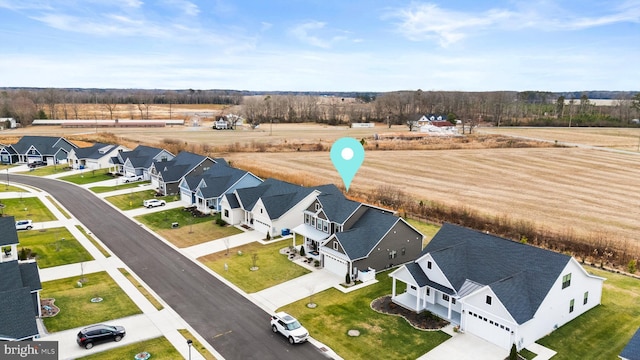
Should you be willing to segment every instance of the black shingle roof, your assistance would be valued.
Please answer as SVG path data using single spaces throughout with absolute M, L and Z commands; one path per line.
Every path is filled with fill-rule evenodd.
M 31 146 L 35 147 L 42 155 L 53 155 L 59 149 L 66 151 L 76 146 L 68 142 L 66 139 L 56 136 L 32 136 L 25 135 L 18 140 L 17 143 L 11 145 L 17 153 L 26 154 Z
M 347 219 L 362 205 L 344 197 L 342 193 L 322 193 L 318 196 L 322 211 L 327 220 L 337 224 L 344 224 Z
M 162 176 L 165 183 L 175 182 L 182 179 L 193 168 L 202 163 L 206 156 L 194 154 L 188 151 L 179 153 L 173 160 L 156 163 L 156 169 Z
M 0 339 L 22 340 L 38 335 L 31 292 L 27 287 L 0 291 Z
M 442 226 L 426 253 L 456 291 L 467 279 L 490 286 L 519 324 L 533 317 L 571 259 L 453 224 Z
M 74 152 L 78 159 L 100 159 L 115 147 L 117 145 L 95 143 L 89 147 L 77 148 Z
M 631 340 L 622 349 L 620 357 L 626 360 L 640 360 L 640 329 L 631 337 Z
M 245 210 L 251 210 L 256 201 L 262 199 L 269 217 L 278 219 L 313 191 L 313 188 L 267 179 L 258 186 L 238 189 L 237 194 Z
M 0 246 L 18 244 L 16 220 L 13 216 L 0 217 Z
M 335 236 L 349 259 L 366 258 L 399 219 L 389 211 L 369 207 L 351 229 L 337 232 Z

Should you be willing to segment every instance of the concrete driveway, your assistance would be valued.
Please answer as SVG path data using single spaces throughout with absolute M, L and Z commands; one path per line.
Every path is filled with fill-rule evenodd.
M 418 360 L 504 360 L 509 351 L 471 334 L 453 333 L 451 339 L 420 356 Z

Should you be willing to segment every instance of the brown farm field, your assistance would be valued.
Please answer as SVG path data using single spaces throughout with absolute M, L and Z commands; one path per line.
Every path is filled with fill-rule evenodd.
M 31 126 L 0 132 L 0 143 L 13 143 L 26 134 L 64 136 L 74 141 L 107 136 L 130 147 L 178 143 L 188 145 L 190 151 L 223 157 L 259 176 L 266 173 L 294 182 L 305 179 L 304 185 L 342 186 L 329 148 L 336 139 L 350 136 L 367 142 L 365 160 L 351 192 L 391 187 L 416 202 L 462 206 L 488 216 L 525 220 L 560 234 L 606 238 L 631 253 L 640 252 L 640 129 L 480 128 L 479 133 L 548 143 L 542 147 L 483 148 L 460 146 L 459 139 L 438 140 L 441 145 L 427 147 L 431 150 L 394 145 L 402 140 L 374 140 L 374 134 L 408 133 L 406 126 L 352 129 L 262 124 L 255 130 L 216 131 L 210 122 L 203 121 L 200 126 L 107 131 Z M 585 146 L 552 146 L 556 140 Z M 456 145 L 447 145 L 447 141 Z

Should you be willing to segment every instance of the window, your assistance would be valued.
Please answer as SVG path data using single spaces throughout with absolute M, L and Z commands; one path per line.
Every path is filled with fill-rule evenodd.
M 449 295 L 447 295 L 447 294 L 442 294 L 442 300 L 444 300 L 444 301 L 449 301 Z
M 394 259 L 396 257 L 397 252 L 395 250 L 389 251 L 389 259 Z
M 491 296 L 487 295 L 487 299 L 485 300 L 487 305 L 491 305 Z
M 431 295 L 431 288 L 427 288 L 427 296 Z
M 338 250 L 338 242 L 337 241 L 333 242 L 333 250 Z
M 407 248 L 402 248 L 402 250 L 400 250 L 400 253 L 402 254 L 402 256 L 404 256 L 407 253 Z
M 316 203 L 316 211 L 320 210 L 320 203 Z
M 431 269 L 431 261 L 427 261 L 427 269 Z
M 573 304 L 574 304 L 574 300 L 571 299 L 571 301 L 569 301 L 569 312 L 573 312 Z
M 229 210 L 224 209 L 224 217 L 227 217 L 227 218 L 229 217 Z
M 451 303 L 452 303 L 453 305 L 455 305 L 455 304 L 456 304 L 456 298 L 451 298 Z
M 411 290 L 415 290 L 415 289 L 416 289 L 416 287 L 411 285 Z
M 586 303 L 588 303 L 588 302 L 589 302 L 589 292 L 588 292 L 588 291 L 585 291 L 585 293 L 584 293 L 584 300 L 582 300 L 582 304 L 584 305 L 584 304 L 586 304 Z
M 562 288 L 568 288 L 571 285 L 571 273 L 562 277 Z

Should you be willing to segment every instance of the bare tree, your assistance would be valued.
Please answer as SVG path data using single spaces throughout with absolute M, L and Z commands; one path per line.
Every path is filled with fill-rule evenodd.
M 24 92 L 18 93 L 11 101 L 11 112 L 18 122 L 23 125 L 31 125 L 38 112 L 36 104 Z

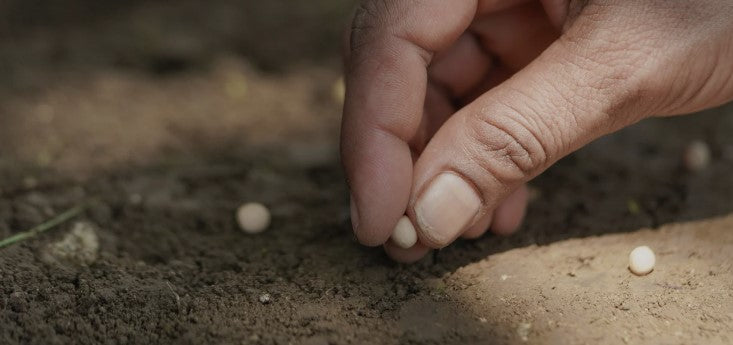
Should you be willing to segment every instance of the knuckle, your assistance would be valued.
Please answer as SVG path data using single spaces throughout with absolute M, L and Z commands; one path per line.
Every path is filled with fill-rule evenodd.
M 504 105 L 503 114 L 468 116 L 469 140 L 464 147 L 473 163 L 502 182 L 520 182 L 543 169 L 548 152 L 519 109 Z
M 649 78 L 653 54 L 638 44 L 639 38 L 615 35 L 565 35 L 558 42 L 567 54 L 562 59 L 569 78 L 558 91 L 571 114 L 598 114 L 605 127 L 620 128 L 641 119 L 648 111 L 638 109 L 649 103 L 654 89 Z M 638 117 L 638 118 L 637 118 Z
M 567 62 L 585 71 L 579 91 L 604 100 L 594 106 L 606 109 L 616 127 L 657 112 L 664 103 L 659 92 L 670 83 L 660 78 L 669 74 L 663 61 L 691 19 L 668 13 L 658 2 L 575 3 L 582 11 L 558 42 L 573 53 Z

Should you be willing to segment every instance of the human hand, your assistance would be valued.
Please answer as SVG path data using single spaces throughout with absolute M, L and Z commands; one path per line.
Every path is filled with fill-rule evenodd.
M 714 0 L 363 1 L 341 135 L 357 238 L 410 262 L 514 231 L 558 159 L 733 99 L 731 18 Z M 410 249 L 389 241 L 405 214 Z

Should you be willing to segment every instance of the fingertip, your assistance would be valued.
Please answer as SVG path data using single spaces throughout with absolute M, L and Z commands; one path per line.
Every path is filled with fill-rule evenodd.
M 354 236 L 356 236 L 356 240 L 360 244 L 367 247 L 378 247 L 387 241 L 386 239 L 382 239 L 382 236 L 380 236 L 378 233 L 364 231 L 363 228 L 355 230 Z
M 346 146 L 344 168 L 351 187 L 351 220 L 365 246 L 387 242 L 410 196 L 412 157 L 399 139 L 372 132 Z
M 349 207 L 351 211 L 351 227 L 354 229 L 354 233 L 359 232 L 359 209 L 354 201 L 354 196 L 349 198 Z
M 491 231 L 497 235 L 508 236 L 519 229 L 524 220 L 529 200 L 529 191 L 522 185 L 504 200 L 494 211 Z
M 430 248 L 424 246 L 421 243 L 416 243 L 412 248 L 404 249 L 387 242 L 384 244 L 384 251 L 387 253 L 392 260 L 403 264 L 411 264 L 422 259 L 427 253 L 430 252 Z
M 354 230 L 354 236 L 356 240 L 367 247 L 377 247 L 384 244 L 390 234 L 381 231 L 380 228 L 375 228 L 374 224 L 367 222 L 366 226 L 362 226 L 361 219 L 359 217 L 359 206 L 354 198 L 353 194 L 350 199 L 351 208 L 351 227 Z

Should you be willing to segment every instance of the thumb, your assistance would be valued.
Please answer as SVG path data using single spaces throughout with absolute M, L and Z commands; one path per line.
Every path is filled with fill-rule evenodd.
M 449 244 L 558 159 L 649 115 L 637 102 L 642 50 L 603 23 L 578 18 L 435 134 L 415 164 L 408 208 L 423 244 Z

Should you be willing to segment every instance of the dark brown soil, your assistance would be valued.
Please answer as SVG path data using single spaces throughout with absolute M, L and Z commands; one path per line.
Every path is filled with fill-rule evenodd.
M 517 235 L 398 265 L 351 235 L 324 43 L 349 6 L 316 3 L 215 1 L 234 23 L 218 31 L 191 24 L 222 20 L 194 2 L 8 24 L 0 51 L 22 44 L 0 83 L 0 237 L 94 197 L 76 220 L 100 250 L 43 259 L 73 221 L 0 249 L 0 343 L 733 342 L 733 107 L 601 139 L 532 183 Z M 205 44 L 129 52 L 110 37 L 134 23 Z M 166 55 L 184 67 L 151 67 Z M 695 139 L 713 159 L 690 173 Z M 237 228 L 246 201 L 270 206 L 267 232 Z M 645 277 L 626 269 L 637 245 L 657 252 Z

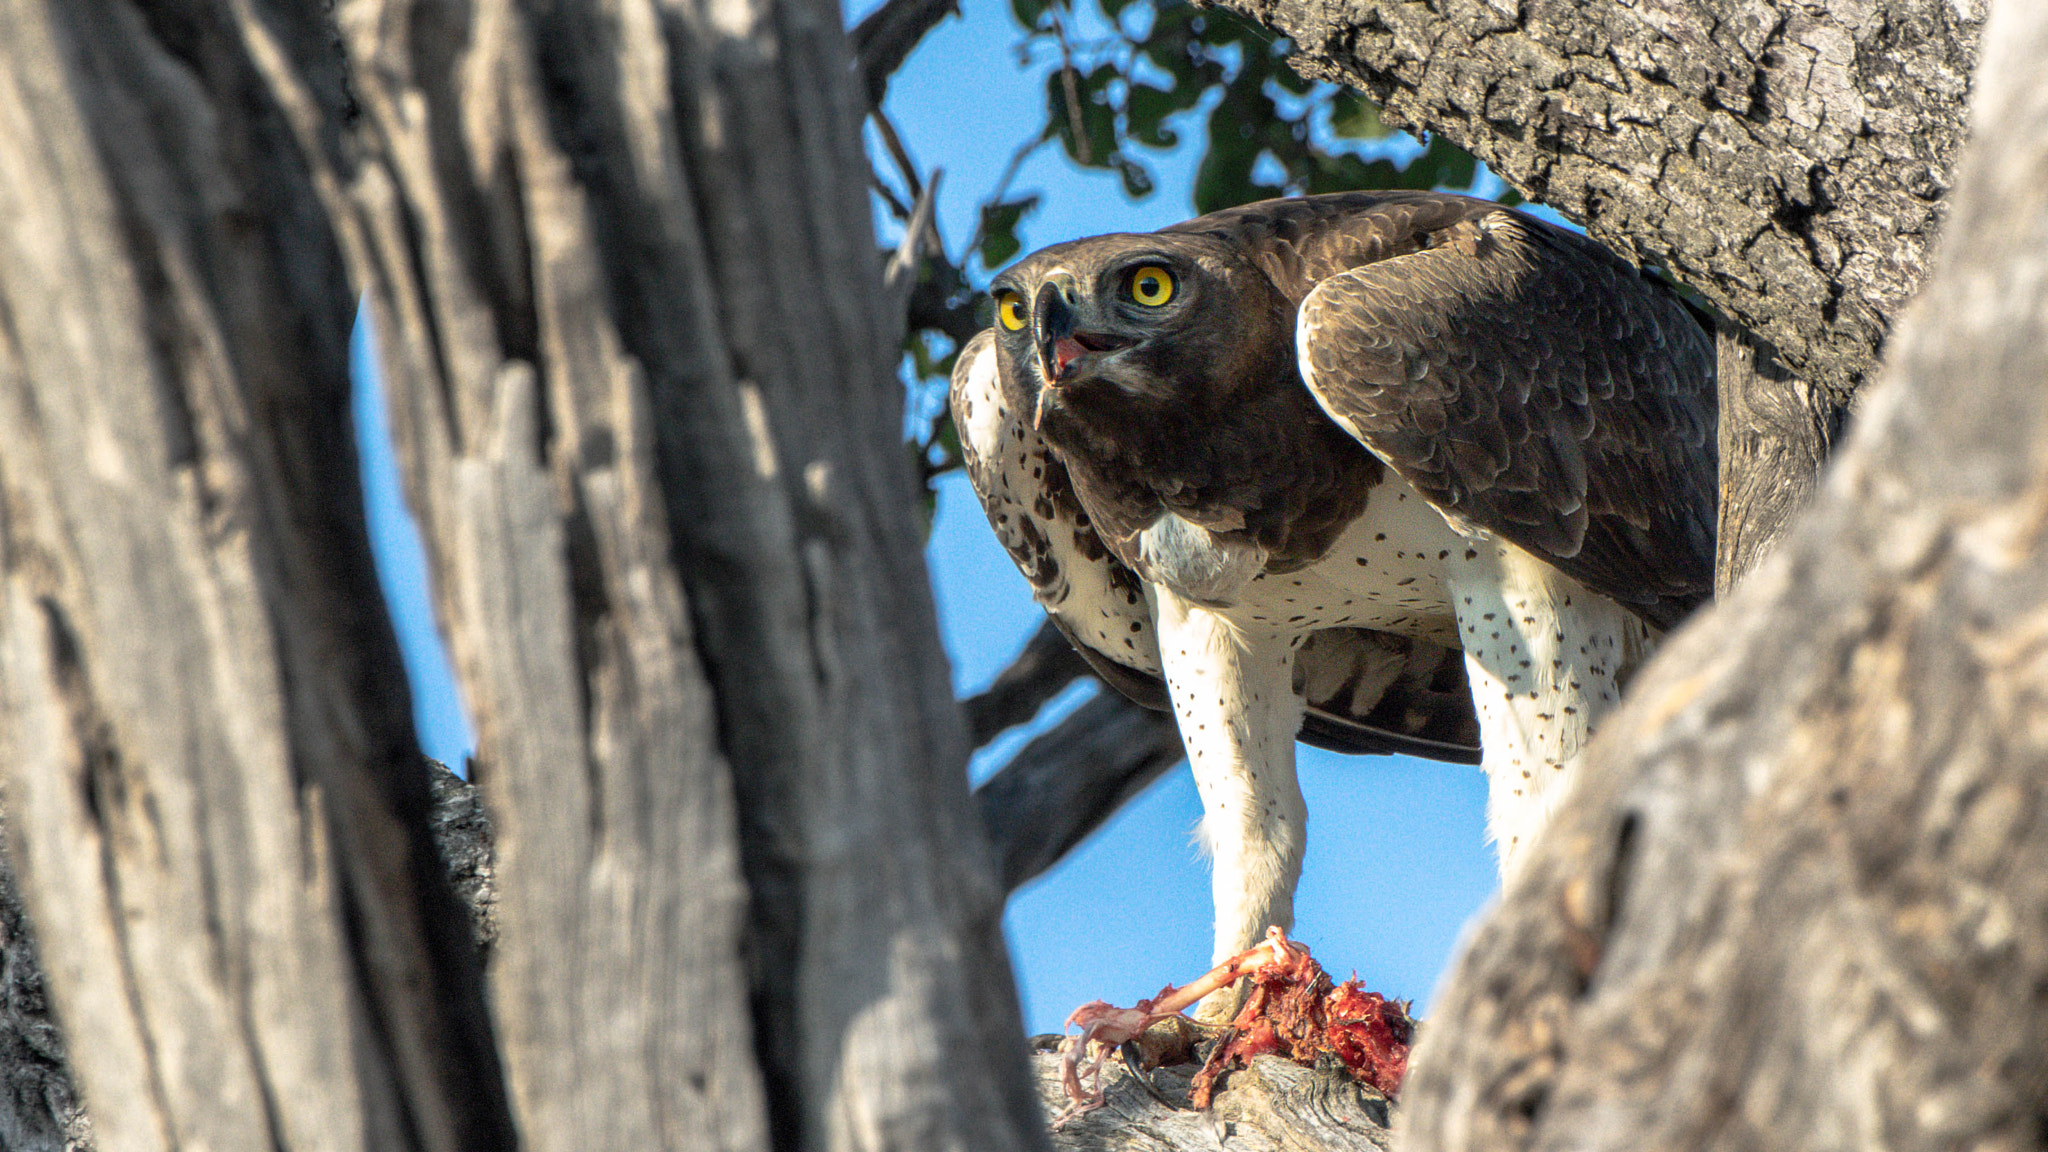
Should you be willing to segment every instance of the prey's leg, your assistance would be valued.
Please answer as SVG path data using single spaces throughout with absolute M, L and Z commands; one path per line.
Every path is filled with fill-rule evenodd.
M 1245 631 L 1154 587 L 1159 652 L 1174 718 L 1202 796 L 1202 841 L 1216 899 L 1212 963 L 1294 922 L 1307 807 L 1294 777 L 1294 641 Z

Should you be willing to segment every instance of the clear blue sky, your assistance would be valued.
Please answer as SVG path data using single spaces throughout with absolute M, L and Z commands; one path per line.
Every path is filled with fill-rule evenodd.
M 872 2 L 854 0 L 849 18 Z M 963 19 L 926 38 L 888 101 L 917 163 L 946 170 L 939 220 L 956 259 L 1011 153 L 1042 125 L 1044 92 L 1043 62 L 1018 64 L 1005 0 L 964 0 L 964 8 Z M 1197 125 L 1188 127 L 1183 139 L 1198 140 Z M 1056 148 L 1040 150 L 1012 185 L 1013 193 L 1042 196 L 1022 228 L 1025 250 L 1185 219 L 1199 154 L 1183 147 L 1147 159 L 1159 191 L 1134 203 L 1114 176 L 1076 168 Z M 384 427 L 372 381 L 359 381 L 357 414 L 363 429 Z M 417 537 L 398 503 L 388 443 L 364 439 L 372 534 L 413 678 L 421 743 L 457 764 L 471 737 L 435 638 Z M 1008 663 L 1042 614 L 960 477 L 942 483 L 928 557 L 953 682 L 970 693 Z M 1064 701 L 1077 702 L 1074 694 Z M 976 778 L 997 759 L 978 760 Z M 1355 971 L 1375 991 L 1426 1006 L 1459 932 L 1495 888 L 1493 853 L 1482 843 L 1484 779 L 1476 768 L 1305 747 L 1300 772 L 1309 848 L 1295 934 L 1339 979 Z M 1208 869 L 1193 840 L 1200 816 L 1187 769 L 1175 768 L 1011 901 L 1005 925 L 1030 1031 L 1059 1030 L 1085 1001 L 1128 1005 L 1207 967 Z

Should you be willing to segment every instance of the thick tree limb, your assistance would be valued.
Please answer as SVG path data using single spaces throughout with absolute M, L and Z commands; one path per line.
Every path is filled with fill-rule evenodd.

Exercise aim
For every line above that includes the word "tree", return the line.

Response to this exercise
Should you be willing to segment every instance of the bare tree, your assistance would be valued.
Should you be willing to segment every instance of the thick tree limb, your assistance would be valued.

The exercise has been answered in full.